[Begin]

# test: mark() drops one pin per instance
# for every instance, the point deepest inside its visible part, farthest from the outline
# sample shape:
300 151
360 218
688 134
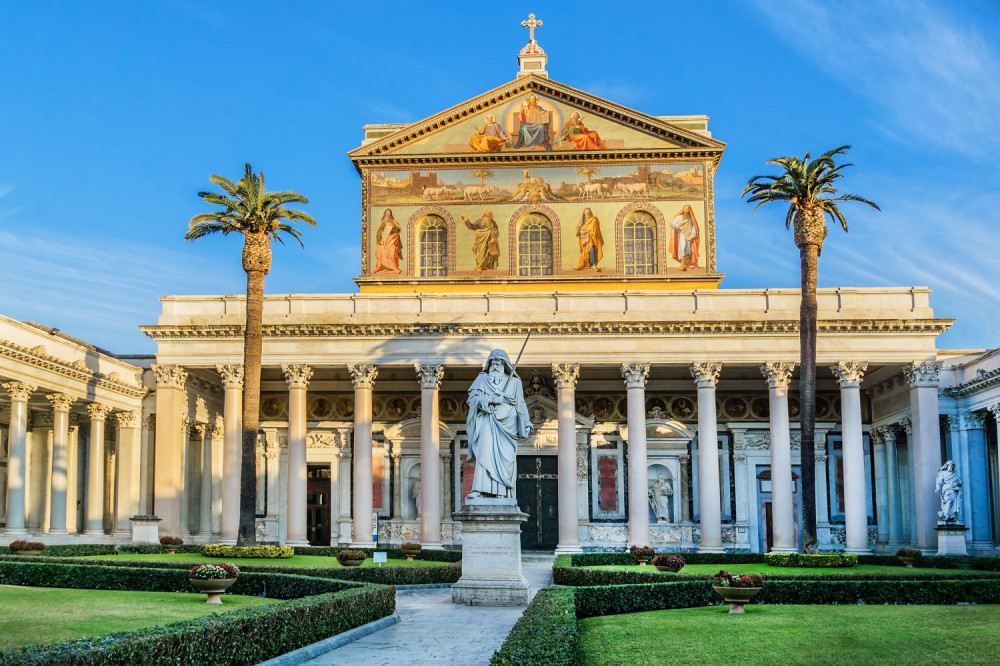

[End]

__Do this__: Rewrite the data above, replacing "instance" with "object" wherever it occurs and leaving everything else unchanged. Omit the picture from your answer.

__Answer below__:
# test: mark() drops one pin per object
# for every object, the point deepest inside its visible part, farthest from the outline
# sample shape:
300 151
360 218
688 134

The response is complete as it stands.